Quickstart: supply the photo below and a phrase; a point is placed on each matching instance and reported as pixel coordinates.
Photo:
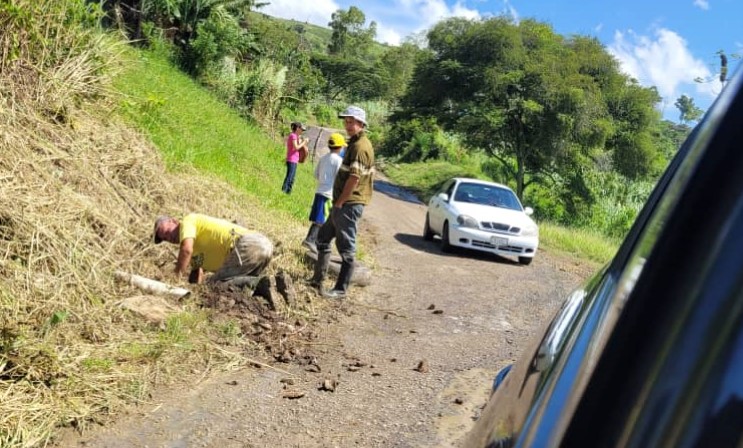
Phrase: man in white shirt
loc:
(325, 172)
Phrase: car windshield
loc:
(487, 195)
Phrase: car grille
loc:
(499, 227)
(487, 245)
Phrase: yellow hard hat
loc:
(336, 141)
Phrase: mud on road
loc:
(405, 362)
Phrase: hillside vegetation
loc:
(79, 189)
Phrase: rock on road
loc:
(405, 362)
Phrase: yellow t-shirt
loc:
(213, 239)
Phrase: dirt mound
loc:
(286, 340)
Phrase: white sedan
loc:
(484, 216)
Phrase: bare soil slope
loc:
(409, 359)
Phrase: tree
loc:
(539, 103)
(350, 38)
(689, 111)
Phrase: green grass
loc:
(425, 178)
(583, 243)
(317, 36)
(192, 128)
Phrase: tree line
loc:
(553, 116)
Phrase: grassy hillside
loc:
(81, 183)
(193, 129)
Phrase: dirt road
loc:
(462, 315)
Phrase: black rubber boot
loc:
(310, 240)
(321, 268)
(344, 277)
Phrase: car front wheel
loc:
(427, 232)
(445, 246)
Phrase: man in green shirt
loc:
(352, 190)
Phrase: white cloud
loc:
(388, 35)
(317, 12)
(424, 13)
(395, 19)
(664, 61)
(702, 4)
(509, 10)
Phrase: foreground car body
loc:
(484, 216)
(649, 352)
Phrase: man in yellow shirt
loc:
(214, 245)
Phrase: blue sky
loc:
(661, 43)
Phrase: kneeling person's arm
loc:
(184, 256)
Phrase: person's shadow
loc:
(395, 192)
(434, 247)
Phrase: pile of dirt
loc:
(262, 315)
(79, 191)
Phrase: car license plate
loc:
(498, 241)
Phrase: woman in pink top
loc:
(294, 144)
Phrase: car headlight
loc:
(467, 221)
(530, 230)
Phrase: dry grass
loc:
(78, 194)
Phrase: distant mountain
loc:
(317, 36)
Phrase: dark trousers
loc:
(342, 225)
(291, 172)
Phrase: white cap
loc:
(355, 112)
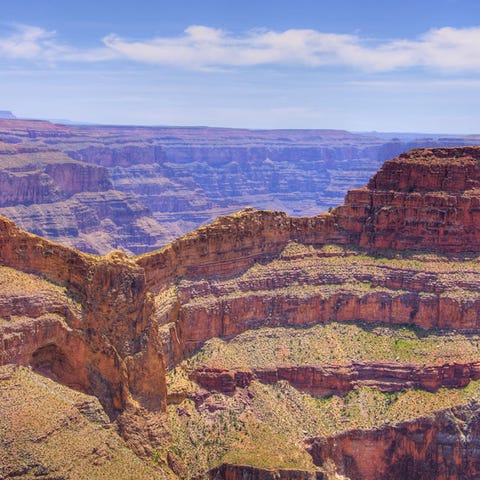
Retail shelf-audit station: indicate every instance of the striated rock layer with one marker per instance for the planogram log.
(110, 326)
(183, 177)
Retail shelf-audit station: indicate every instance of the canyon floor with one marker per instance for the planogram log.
(260, 346)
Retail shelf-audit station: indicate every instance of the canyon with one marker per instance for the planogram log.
(261, 345)
(149, 185)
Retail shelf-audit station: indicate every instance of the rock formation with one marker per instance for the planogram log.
(170, 180)
(137, 333)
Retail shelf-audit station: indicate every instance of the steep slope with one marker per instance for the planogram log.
(50, 194)
(186, 177)
(364, 342)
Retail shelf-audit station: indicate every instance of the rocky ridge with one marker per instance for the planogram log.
(170, 180)
(125, 329)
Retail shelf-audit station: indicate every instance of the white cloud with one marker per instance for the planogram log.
(446, 49)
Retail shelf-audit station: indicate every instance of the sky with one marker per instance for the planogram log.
(394, 66)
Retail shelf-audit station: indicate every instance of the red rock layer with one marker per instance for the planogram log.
(444, 447)
(244, 472)
(328, 380)
(425, 199)
(113, 345)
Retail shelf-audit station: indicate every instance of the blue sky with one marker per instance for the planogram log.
(355, 65)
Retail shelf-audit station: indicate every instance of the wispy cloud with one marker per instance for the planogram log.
(199, 47)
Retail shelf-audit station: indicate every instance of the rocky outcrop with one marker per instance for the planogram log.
(244, 472)
(111, 325)
(186, 177)
(113, 341)
(444, 447)
(325, 380)
(425, 199)
(41, 175)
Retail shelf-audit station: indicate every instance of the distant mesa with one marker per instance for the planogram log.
(7, 114)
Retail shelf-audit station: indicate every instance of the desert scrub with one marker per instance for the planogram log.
(332, 343)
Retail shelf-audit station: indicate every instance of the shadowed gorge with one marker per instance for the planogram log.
(347, 342)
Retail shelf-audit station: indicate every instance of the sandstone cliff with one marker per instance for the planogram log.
(181, 178)
(135, 333)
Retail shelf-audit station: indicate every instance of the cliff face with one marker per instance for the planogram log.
(442, 448)
(425, 199)
(181, 178)
(50, 194)
(40, 175)
(129, 330)
(106, 344)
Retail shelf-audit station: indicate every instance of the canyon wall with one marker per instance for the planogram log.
(167, 181)
(444, 447)
(112, 325)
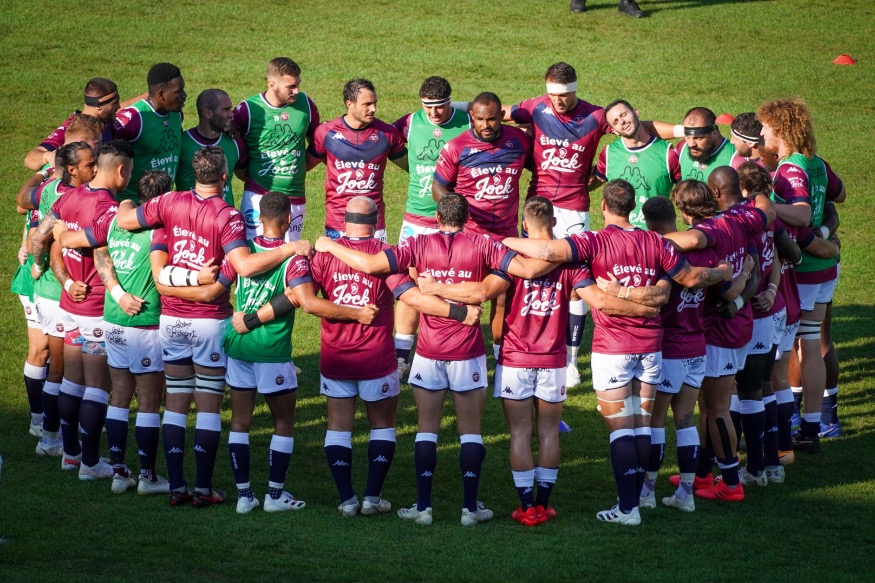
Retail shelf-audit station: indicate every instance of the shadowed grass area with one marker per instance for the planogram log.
(726, 55)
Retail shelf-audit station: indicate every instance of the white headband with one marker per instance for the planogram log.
(556, 88)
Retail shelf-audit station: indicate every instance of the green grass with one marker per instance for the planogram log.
(726, 55)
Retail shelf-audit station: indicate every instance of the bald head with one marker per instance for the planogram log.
(723, 182)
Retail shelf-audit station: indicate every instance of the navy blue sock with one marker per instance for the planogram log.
(624, 461)
(471, 454)
(425, 459)
(68, 413)
(380, 454)
(770, 437)
(92, 415)
(173, 432)
(339, 460)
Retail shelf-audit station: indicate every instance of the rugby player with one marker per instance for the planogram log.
(803, 183)
(215, 118)
(626, 358)
(153, 126)
(426, 132)
(101, 102)
(355, 148)
(276, 126)
(531, 365)
(199, 227)
(639, 157)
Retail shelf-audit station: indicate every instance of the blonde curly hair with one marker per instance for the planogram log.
(790, 119)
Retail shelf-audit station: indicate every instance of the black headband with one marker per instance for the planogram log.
(92, 101)
(698, 131)
(361, 218)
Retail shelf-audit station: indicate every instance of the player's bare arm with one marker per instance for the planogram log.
(370, 264)
(434, 306)
(651, 295)
(614, 306)
(690, 276)
(468, 292)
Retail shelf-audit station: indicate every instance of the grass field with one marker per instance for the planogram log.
(726, 55)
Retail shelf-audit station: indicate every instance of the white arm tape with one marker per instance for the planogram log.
(177, 276)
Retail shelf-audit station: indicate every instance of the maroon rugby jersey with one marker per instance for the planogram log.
(197, 230)
(731, 234)
(564, 149)
(356, 161)
(350, 350)
(537, 314)
(450, 258)
(683, 326)
(90, 210)
(638, 259)
(487, 174)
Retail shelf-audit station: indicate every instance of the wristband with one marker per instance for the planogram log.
(458, 313)
(251, 321)
(117, 292)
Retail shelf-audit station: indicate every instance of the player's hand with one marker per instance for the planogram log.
(131, 304)
(609, 286)
(208, 273)
(323, 244)
(726, 268)
(726, 309)
(427, 284)
(237, 322)
(78, 291)
(473, 317)
(59, 229)
(303, 248)
(366, 314)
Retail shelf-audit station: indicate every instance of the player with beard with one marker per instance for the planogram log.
(101, 102)
(531, 366)
(89, 208)
(153, 126)
(803, 183)
(355, 148)
(426, 132)
(276, 126)
(215, 118)
(200, 228)
(640, 158)
(484, 165)
(626, 351)
(703, 148)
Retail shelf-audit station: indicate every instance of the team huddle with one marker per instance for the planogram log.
(134, 239)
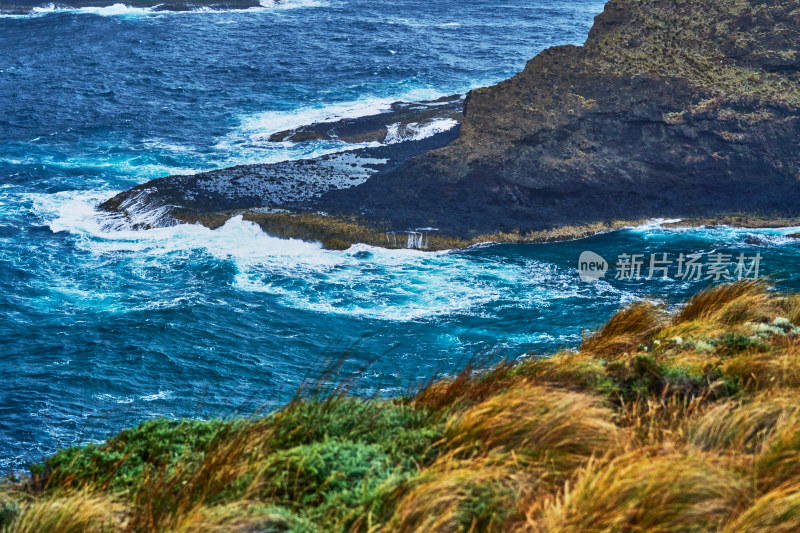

■ PROMPT:
What's needed is a word-for-word retyping of the listing, minus its pictures.

■ WRITTEN RESPONSE:
Quickstart: supply the photo below and a phrase; a point is placed on each matching instance and reported as pixel coordinates.
Photo:
Phrase: man in white shirt
loc:
(325, 172)
Phrase: car windshield
loc:
(487, 195)
Phrase: car grille
loc:
(499, 227)
(487, 245)
Phrase: yellow hard hat
loc:
(336, 141)
Phrase: mud on road
loc:
(405, 362)
Phrase: hillside vegetation
loc:
(79, 189)
Phrase: rock on road
loc:
(405, 362)
Phrase: yellow t-shirt
loc:
(213, 239)
Phrase: dirt mound
loc:
(286, 340)
Phrase: white sedan
loc:
(484, 216)
Phrase: bare soil slope
loc:
(409, 359)
Phrase: tree
loc:
(539, 103)
(350, 38)
(689, 111)
Phrase: green grass
loc:
(425, 178)
(583, 243)
(317, 36)
(192, 128)
Phrase: tree line
loc:
(553, 116)
Phrase: grassy hillside
loc:
(81, 183)
(193, 129)
Phrase: dirt road
loc:
(462, 315)
Phrase: black rubber boot
loc:
(310, 240)
(321, 268)
(344, 277)
Phrase: car front wheel
loc:
(427, 232)
(445, 246)
Phrase: man in green shirt
loc:
(352, 190)
Phrase: white cloud
loc:
(388, 35)
(317, 12)
(424, 13)
(395, 19)
(664, 61)
(702, 4)
(509, 10)
Phrase: foreground car body
loc:
(484, 216)
(649, 352)
Phrase: man in yellow shirt
loc:
(214, 245)
Phrase: blue sky
loc:
(661, 43)
Phrase: kneeling person's arm
loc:
(184, 256)
Phrase: person's shadow
loc:
(395, 192)
(434, 247)
Phrase: pile of dirt
loc:
(262, 315)
(79, 191)
Phrase: car license plate
loc:
(498, 241)
Phrase: woman in pink top
loc:
(294, 144)
Phrase: car headlight
loc:
(467, 221)
(530, 230)
Phrase: dry grass
loc:
(78, 194)
Phrase: distant mountain
loc:
(317, 36)
Phrase: dark trousers
loc:
(342, 225)
(291, 172)
Phrase: white cap
loc:
(355, 112)
Retail shelf-audit station: indicate every instance of the striated rock layer with one marker per instance for the planogram log.
(110, 326)
(183, 177)
Retail shelf-audit station: indicate every instance of the canyon floor with one marker per instance for the planogram log.
(260, 346)
Retail shelf-audit station: indicate every instance of the canyon with one marker per instance for the planogram log.
(261, 345)
(149, 185)
Retail shelf-audit station: indicate every instance of the rock formation with one marker per instance for the planogram log.
(170, 180)
(137, 333)
Retail shelf-audit station: indicate every instance of the steep slope with one marker per instance for the planogram log.
(50, 194)
(186, 177)
(364, 342)
Retail shelf-audit station: indicate every instance of the rocky ridge with one marker per instance for the planogram log.
(170, 180)
(125, 329)
Retail shelf-audit station: indicate every instance of the white cloud with one marker per instance for the planogram log.
(446, 49)
Retail shelf-audit station: indicate every instance of the sky with one marker per instance for the planogram log.
(394, 66)
Retail shelf-audit station: indicate every instance of the red rock layer with one marker per instance for the planogram log.
(444, 447)
(244, 472)
(328, 380)
(425, 199)
(113, 345)
Retail shelf-audit station: indicate every instance of the blue sky with one marker per instance for the planogram log.
(355, 65)
Retail shelf-audit station: indicate every instance of the wispy cloud with one marker per instance for the planogram log.
(199, 47)
Retail shelf-audit station: indicate every instance of the rocky outcrop with one marker per instance for the planogram log.
(244, 472)
(111, 325)
(186, 177)
(113, 341)
(444, 447)
(325, 380)
(425, 199)
(41, 175)
Retail shelf-audit station: indicate every instance of the distant mesa with one marker per instance for the planogram log.
(7, 114)
Retail shelf-audit station: indicate every instance of the desert scrub with one marker per instance for the planogram log.
(332, 343)
Retail shelf-audit station: indicate every instance of the shadowed gorge with one marker per instance for the planogram log.
(347, 342)
Retail shelf-audit station: indicate every instance of the sandstone cliff with one marker per instance for the planogram log.
(181, 178)
(135, 333)
Retail shelf-audit station: indicate every instance of the cliff face with one marker per instance for the planogram log.
(442, 448)
(425, 199)
(181, 178)
(50, 194)
(40, 175)
(129, 330)
(106, 344)
Retail shelf-audit station: indicate every instance of the canyon wall with one marker per instance for the planogram log.
(167, 181)
(444, 447)
(112, 325)
Retail shelf-audit station: indicate every instance of the shadowed grass area with one marker per instance for the planogram log.
(726, 55)
Retail shelf-audit station: indicate every instance of the white headband with one marker per instance for the planogram log.
(556, 88)
Retail shelf-audit station: indicate every instance of the green grass with one marker per instance for the planogram log.
(726, 55)
Retail shelf-audit station: indicate every instance of the bald head with one marker per instance for the planogram log.
(723, 182)
Retail shelf-audit station: indicate every instance of the navy blue sock with one marker per instance for the planogram log.
(624, 461)
(471, 454)
(425, 459)
(68, 413)
(380, 454)
(770, 437)
(92, 415)
(173, 432)
(339, 460)
Retail shelf-audit station: indicate every instance of the rugby player with one marker per instance for the planogram log.
(803, 183)
(215, 118)
(626, 358)
(153, 126)
(426, 132)
(101, 102)
(355, 148)
(276, 126)
(531, 365)
(199, 227)
(639, 157)
Retail shelf-audit station: indicate every instance of the blonde curly hair with one marker per instance for the planogram log.
(790, 119)
Retail shelf-audit station: indicate every instance of the black headband with one marker per instance for the planogram log.
(92, 101)
(698, 131)
(361, 218)
Retail shelf-audit station: indicate every instance of the player's bare arm with one marker per instance for the planogram log.
(370, 264)
(434, 306)
(651, 295)
(614, 306)
(690, 276)
(468, 292)
Retail shelf-audit station: indicate every instance of the grass field with one marker per instance for the planogram log.
(726, 55)
Retail shelf-audit station: indicate every instance of the white arm tape with one marker per instance for the planogram log.
(177, 276)
Retail shelf-audit station: indicate every instance of the maroon rugby jersey with one marker per instance for the planogram log.
(197, 230)
(731, 234)
(564, 149)
(356, 161)
(350, 350)
(537, 314)
(450, 258)
(683, 326)
(90, 210)
(638, 259)
(487, 174)
Retail shelf-audit station: indicate every instance of the wristband with one marker per instance for the planogram log.
(458, 313)
(251, 321)
(117, 292)
Retail shelf-audit station: indicate every instance of the player's hand with one marker per instance for the planogram log.
(131, 304)
(609, 286)
(208, 273)
(323, 244)
(726, 268)
(726, 309)
(427, 284)
(237, 322)
(78, 291)
(473, 317)
(59, 229)
(303, 248)
(366, 314)
Retail shelf-audit station: indicate every instance of the player with beard with one marker per instance for the planogram log.
(101, 102)
(531, 366)
(89, 208)
(153, 126)
(803, 183)
(355, 148)
(426, 132)
(276, 126)
(215, 118)
(200, 228)
(640, 158)
(484, 165)
(626, 351)
(703, 148)
Retail shelf-audit station: indicate every instance of the team huddle with one marker per instance for the planogram log.
(134, 239)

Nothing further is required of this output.